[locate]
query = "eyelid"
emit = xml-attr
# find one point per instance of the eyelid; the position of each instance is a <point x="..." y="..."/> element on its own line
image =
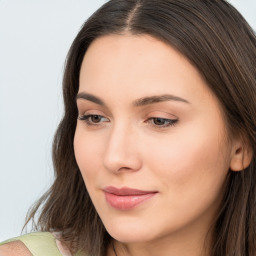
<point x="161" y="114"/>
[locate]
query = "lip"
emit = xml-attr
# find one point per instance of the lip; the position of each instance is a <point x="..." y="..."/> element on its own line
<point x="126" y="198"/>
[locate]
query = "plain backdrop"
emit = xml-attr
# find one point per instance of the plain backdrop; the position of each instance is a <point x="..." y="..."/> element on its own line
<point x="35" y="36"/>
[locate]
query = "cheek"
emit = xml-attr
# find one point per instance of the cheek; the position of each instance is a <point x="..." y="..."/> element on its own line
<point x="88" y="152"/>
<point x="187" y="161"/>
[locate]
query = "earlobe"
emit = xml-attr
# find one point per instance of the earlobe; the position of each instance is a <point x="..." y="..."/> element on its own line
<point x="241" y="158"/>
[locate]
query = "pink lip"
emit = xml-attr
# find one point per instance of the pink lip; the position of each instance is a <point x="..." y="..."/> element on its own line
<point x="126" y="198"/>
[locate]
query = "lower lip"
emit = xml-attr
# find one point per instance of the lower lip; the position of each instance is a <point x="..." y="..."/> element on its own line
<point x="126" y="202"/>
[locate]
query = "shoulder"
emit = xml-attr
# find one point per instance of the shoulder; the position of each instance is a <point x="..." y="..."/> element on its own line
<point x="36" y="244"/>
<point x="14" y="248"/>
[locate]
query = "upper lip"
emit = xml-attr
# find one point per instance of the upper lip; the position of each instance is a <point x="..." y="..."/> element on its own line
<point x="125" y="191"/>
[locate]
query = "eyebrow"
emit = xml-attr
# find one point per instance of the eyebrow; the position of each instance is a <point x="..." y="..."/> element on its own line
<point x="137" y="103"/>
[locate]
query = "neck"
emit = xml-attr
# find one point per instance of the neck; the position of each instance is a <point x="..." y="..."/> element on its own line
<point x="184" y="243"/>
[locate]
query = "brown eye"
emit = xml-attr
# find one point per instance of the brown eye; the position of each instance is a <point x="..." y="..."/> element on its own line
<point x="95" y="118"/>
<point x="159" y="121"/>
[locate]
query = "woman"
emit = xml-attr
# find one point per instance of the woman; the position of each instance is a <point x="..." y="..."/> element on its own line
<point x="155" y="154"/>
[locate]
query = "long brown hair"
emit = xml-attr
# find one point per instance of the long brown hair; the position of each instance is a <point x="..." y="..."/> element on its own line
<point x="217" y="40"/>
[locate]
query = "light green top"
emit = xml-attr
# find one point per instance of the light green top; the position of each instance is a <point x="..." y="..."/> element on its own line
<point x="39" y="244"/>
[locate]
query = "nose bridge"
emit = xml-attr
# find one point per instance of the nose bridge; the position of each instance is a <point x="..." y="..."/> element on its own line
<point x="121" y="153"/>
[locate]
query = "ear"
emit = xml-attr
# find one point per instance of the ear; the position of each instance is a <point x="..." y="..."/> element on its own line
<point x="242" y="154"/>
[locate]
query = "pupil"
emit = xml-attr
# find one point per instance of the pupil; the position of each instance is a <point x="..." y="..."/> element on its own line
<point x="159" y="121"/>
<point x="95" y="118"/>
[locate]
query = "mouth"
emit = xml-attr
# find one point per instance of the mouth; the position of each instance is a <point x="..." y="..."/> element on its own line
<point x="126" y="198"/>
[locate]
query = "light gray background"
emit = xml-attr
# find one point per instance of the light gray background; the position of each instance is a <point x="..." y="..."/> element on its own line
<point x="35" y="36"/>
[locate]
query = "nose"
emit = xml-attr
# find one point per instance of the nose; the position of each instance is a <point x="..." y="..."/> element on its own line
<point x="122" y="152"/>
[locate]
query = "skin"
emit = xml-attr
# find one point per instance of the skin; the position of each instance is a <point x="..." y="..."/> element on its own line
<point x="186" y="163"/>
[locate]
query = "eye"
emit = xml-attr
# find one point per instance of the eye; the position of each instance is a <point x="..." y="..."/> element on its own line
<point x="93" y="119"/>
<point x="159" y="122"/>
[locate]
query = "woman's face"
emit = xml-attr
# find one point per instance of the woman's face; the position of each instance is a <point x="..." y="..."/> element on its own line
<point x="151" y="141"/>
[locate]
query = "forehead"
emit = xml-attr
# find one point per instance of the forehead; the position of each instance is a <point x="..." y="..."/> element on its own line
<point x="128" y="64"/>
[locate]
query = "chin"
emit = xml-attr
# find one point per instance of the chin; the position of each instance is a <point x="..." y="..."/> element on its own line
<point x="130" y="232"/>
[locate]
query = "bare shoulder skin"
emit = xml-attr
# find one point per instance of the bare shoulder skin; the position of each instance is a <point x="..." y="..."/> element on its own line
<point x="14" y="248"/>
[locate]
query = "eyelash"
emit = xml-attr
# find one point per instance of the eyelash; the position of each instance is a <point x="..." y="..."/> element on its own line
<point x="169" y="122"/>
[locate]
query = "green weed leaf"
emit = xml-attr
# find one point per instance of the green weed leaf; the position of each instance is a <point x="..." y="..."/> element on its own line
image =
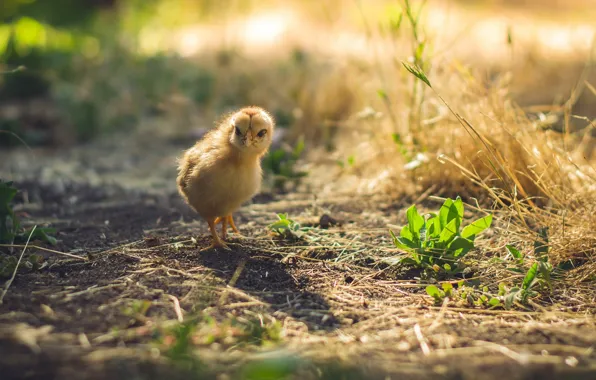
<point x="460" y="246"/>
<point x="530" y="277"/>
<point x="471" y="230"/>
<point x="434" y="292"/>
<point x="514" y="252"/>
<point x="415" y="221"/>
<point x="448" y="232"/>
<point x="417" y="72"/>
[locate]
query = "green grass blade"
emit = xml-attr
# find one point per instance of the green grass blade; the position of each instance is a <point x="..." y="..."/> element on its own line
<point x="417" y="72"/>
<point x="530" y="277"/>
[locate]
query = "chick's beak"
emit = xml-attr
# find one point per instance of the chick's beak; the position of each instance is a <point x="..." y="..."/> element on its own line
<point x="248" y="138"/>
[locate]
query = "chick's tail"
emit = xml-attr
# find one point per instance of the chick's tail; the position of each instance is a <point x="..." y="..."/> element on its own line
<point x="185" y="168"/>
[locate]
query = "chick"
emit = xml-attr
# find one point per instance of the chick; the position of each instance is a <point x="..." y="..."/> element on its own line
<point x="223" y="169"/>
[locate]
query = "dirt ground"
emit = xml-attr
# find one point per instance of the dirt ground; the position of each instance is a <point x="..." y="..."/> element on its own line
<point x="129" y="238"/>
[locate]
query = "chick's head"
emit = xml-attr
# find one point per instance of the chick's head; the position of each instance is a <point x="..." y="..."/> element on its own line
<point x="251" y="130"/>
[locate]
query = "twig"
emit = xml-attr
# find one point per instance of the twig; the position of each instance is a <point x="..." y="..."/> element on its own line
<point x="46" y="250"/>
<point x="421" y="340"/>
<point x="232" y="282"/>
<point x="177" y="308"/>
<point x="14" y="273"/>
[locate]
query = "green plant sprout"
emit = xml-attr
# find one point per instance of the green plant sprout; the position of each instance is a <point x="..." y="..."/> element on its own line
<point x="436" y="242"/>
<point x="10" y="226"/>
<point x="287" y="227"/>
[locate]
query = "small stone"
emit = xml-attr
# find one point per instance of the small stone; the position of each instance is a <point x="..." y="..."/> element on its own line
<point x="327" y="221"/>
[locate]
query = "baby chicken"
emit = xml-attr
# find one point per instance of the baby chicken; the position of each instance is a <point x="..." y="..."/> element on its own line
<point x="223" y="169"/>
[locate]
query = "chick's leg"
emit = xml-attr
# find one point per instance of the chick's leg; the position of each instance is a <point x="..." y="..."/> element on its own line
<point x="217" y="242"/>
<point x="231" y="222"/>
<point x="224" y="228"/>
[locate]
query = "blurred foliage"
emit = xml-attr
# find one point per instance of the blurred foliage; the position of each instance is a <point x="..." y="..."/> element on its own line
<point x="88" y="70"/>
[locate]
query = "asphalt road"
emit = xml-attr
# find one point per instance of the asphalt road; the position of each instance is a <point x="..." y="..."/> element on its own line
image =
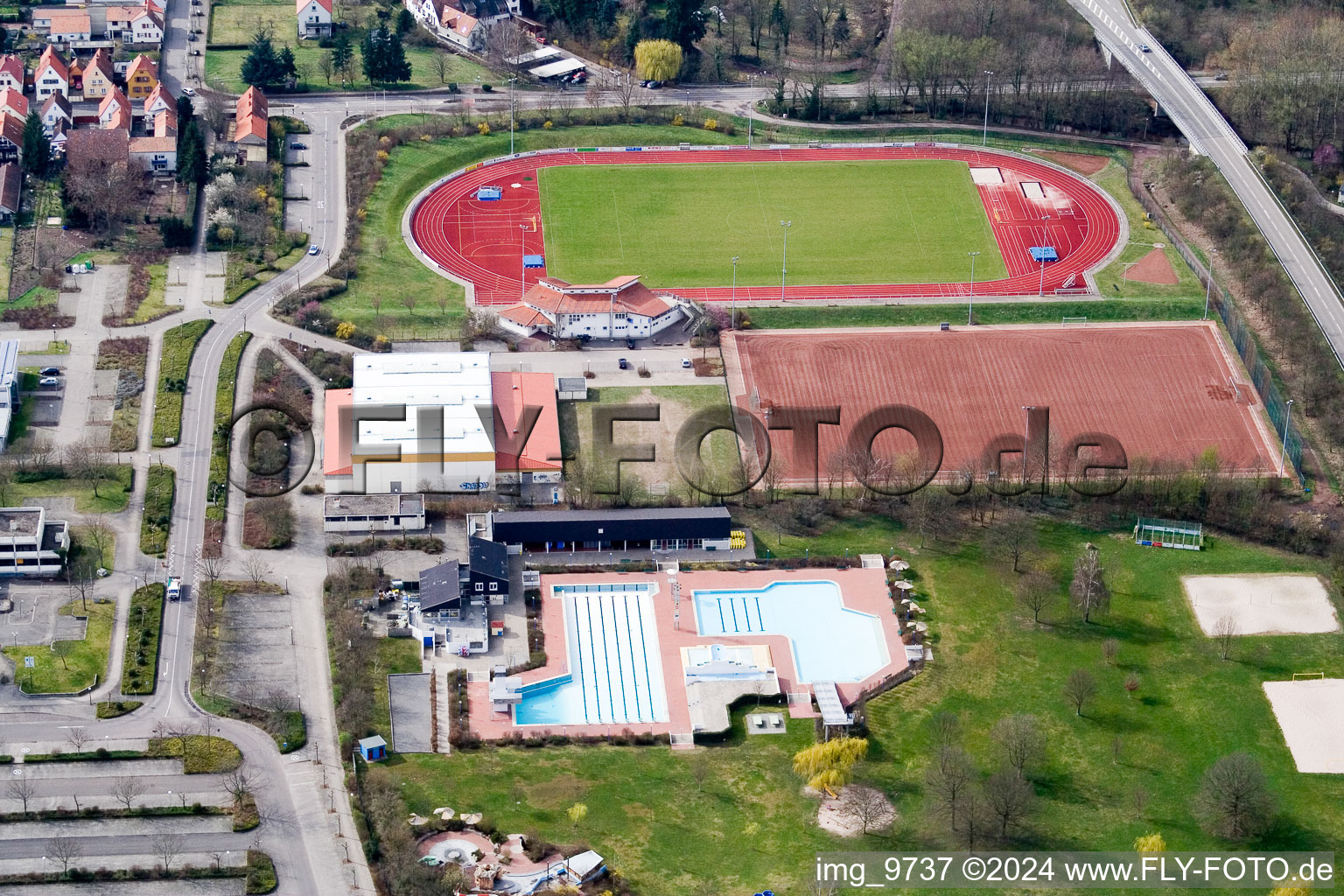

——————

■ Required action
Work through the listing above, counting every line that has the string "eyelid" in it. Give only the final count.

■ Completed exercise
2